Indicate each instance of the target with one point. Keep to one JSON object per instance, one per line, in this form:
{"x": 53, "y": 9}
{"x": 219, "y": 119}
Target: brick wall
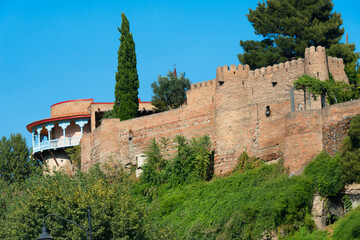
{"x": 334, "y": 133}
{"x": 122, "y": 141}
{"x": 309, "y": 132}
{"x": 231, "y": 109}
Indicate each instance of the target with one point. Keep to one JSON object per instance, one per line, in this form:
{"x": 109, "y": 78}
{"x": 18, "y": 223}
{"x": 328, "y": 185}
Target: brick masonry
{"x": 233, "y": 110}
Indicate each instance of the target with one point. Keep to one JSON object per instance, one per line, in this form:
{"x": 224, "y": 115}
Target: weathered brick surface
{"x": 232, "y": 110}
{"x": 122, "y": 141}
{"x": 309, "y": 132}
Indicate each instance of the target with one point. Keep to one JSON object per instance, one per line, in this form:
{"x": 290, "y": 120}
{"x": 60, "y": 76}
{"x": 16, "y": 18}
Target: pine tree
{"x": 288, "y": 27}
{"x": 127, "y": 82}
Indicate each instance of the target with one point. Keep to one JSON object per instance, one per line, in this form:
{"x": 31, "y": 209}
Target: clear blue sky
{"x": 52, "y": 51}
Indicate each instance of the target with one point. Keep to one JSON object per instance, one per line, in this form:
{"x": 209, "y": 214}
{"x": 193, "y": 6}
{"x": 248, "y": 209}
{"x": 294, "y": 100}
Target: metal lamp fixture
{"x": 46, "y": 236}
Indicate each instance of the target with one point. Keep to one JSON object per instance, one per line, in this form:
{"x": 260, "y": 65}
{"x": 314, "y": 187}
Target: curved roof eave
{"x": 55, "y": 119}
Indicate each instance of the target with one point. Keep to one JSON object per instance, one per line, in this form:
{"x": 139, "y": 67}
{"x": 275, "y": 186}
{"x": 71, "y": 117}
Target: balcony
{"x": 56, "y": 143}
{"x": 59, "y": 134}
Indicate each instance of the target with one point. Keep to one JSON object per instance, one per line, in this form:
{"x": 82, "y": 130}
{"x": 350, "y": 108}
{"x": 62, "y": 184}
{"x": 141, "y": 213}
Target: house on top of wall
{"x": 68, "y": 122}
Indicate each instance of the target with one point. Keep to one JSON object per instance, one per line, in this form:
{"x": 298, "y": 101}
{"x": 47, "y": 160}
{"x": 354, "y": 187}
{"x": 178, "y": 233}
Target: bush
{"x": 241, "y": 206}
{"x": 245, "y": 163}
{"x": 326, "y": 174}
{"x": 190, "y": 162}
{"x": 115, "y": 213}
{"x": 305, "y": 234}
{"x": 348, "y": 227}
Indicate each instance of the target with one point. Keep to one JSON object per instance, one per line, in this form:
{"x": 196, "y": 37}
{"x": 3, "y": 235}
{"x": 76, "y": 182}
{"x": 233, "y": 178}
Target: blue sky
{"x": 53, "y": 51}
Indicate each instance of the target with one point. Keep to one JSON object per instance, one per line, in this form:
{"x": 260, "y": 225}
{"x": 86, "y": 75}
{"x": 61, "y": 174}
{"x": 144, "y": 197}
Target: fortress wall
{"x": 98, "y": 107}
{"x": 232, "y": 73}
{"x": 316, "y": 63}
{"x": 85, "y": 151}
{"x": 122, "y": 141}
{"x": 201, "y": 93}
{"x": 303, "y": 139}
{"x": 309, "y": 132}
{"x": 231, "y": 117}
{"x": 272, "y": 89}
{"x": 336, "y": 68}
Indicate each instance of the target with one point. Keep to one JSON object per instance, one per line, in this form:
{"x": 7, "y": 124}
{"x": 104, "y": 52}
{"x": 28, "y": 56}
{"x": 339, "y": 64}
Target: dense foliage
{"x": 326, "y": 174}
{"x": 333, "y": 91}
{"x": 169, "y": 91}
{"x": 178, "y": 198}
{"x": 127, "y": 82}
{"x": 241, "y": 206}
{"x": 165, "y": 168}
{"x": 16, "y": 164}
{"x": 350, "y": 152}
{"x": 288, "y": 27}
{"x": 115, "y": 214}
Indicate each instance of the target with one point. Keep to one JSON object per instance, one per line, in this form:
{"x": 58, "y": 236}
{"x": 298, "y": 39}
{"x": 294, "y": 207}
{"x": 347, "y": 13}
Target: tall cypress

→ Task statement:
Repeat, exactly and in full, all records above, but include no pictures.

→ Written solution:
Indicate each instance of the target with one point. Keep to one JSON object per instance, one per line, in this form:
{"x": 53, "y": 9}
{"x": 219, "y": 119}
Target: brick wall
{"x": 334, "y": 133}
{"x": 122, "y": 141}
{"x": 309, "y": 132}
{"x": 231, "y": 109}
Indicate each instance of the target with one point. Keep to one JSON object per instance, one per line, in this form:
{"x": 109, "y": 78}
{"x": 18, "y": 223}
{"x": 328, "y": 185}
Target: brick masonry
{"x": 233, "y": 110}
Indicate each instance of the target with one point. Keep to one JSON object per instance, one per line, in this form:
{"x": 224, "y": 115}
Target: weathered brick surface
{"x": 232, "y": 110}
{"x": 122, "y": 141}
{"x": 309, "y": 132}
Indicate each instance of the target with one point. Keep to one JSON object per instance, one per line, in this form:
{"x": 290, "y": 120}
{"x": 60, "y": 76}
{"x": 16, "y": 18}
Target: pine tree
{"x": 288, "y": 27}
{"x": 127, "y": 82}
Indicate each instance of the target with one point. Keep to one JSON object per instance, one per line, in this form:
{"x": 31, "y": 209}
Target: clear blue sky
{"x": 52, "y": 51}
Indicate each instance of the target with one point. Keep to one JSON object per instance, one per line, in this form:
{"x": 209, "y": 214}
{"x": 193, "y": 6}
{"x": 248, "y": 209}
{"x": 294, "y": 100}
Target: metal lamp fixture
{"x": 46, "y": 236}
Indicate each instance of the target with one point. Keep to one JSON object per instance, one per line, in this form:
{"x": 260, "y": 65}
{"x": 314, "y": 187}
Target: curved roof eave
{"x": 55, "y": 119}
Indicate each instance of the target with one point. Keep to one JSON object per instance, one per line, in this form:
{"x": 139, "y": 67}
{"x": 275, "y": 186}
{"x": 71, "y": 117}
Target: balcony
{"x": 56, "y": 143}
{"x": 59, "y": 134}
Indicate each instance of the target with one point. Keep to one JSON object per instance, one per line, in this form:
{"x": 82, "y": 130}
{"x": 350, "y": 108}
{"x": 62, "y": 184}
{"x": 141, "y": 213}
Target: house on top of wall
{"x": 68, "y": 122}
Indicate each instance of the target with one point. Keep to one JSON object per instance, one per line, in this form:
{"x": 298, "y": 101}
{"x": 47, "y": 160}
{"x": 354, "y": 187}
{"x": 178, "y": 233}
Target: bush
{"x": 241, "y": 206}
{"x": 245, "y": 163}
{"x": 326, "y": 174}
{"x": 190, "y": 162}
{"x": 115, "y": 213}
{"x": 305, "y": 234}
{"x": 348, "y": 227}
Indicate each instance of the target with one point. Keep to one JSON object per instance, one per line, in this form:
{"x": 196, "y": 37}
{"x": 3, "y": 235}
{"x": 76, "y": 182}
{"x": 233, "y": 178}
Target: blue sky
{"x": 53, "y": 51}
Indicate each instance of the target with one point. Keep to one JSON object per instance, one per line, in this form:
{"x": 260, "y": 225}
{"x": 86, "y": 75}
{"x": 61, "y": 174}
{"x": 144, "y": 197}
Target: fortress wall
{"x": 98, "y": 107}
{"x": 232, "y": 73}
{"x": 316, "y": 63}
{"x": 85, "y": 151}
{"x": 122, "y": 141}
{"x": 201, "y": 93}
{"x": 303, "y": 139}
{"x": 309, "y": 132}
{"x": 231, "y": 117}
{"x": 272, "y": 89}
{"x": 336, "y": 68}
Indicate each instance of the target with one point. Keep to one JSON object per instance, one per line, in this form:
{"x": 7, "y": 124}
{"x": 104, "y": 52}
{"x": 28, "y": 56}
{"x": 339, "y": 64}
Target: dense foliage
{"x": 326, "y": 174}
{"x": 333, "y": 91}
{"x": 169, "y": 91}
{"x": 178, "y": 198}
{"x": 127, "y": 82}
{"x": 241, "y": 206}
{"x": 165, "y": 168}
{"x": 16, "y": 164}
{"x": 350, "y": 152}
{"x": 288, "y": 27}
{"x": 115, "y": 214}
Indicate each instance of the target with one point. Keep to one JSON object per instance, one per line, in this form:
{"x": 58, "y": 236}
{"x": 298, "y": 39}
{"x": 294, "y": 207}
{"x": 347, "y": 13}
Target: tall cypress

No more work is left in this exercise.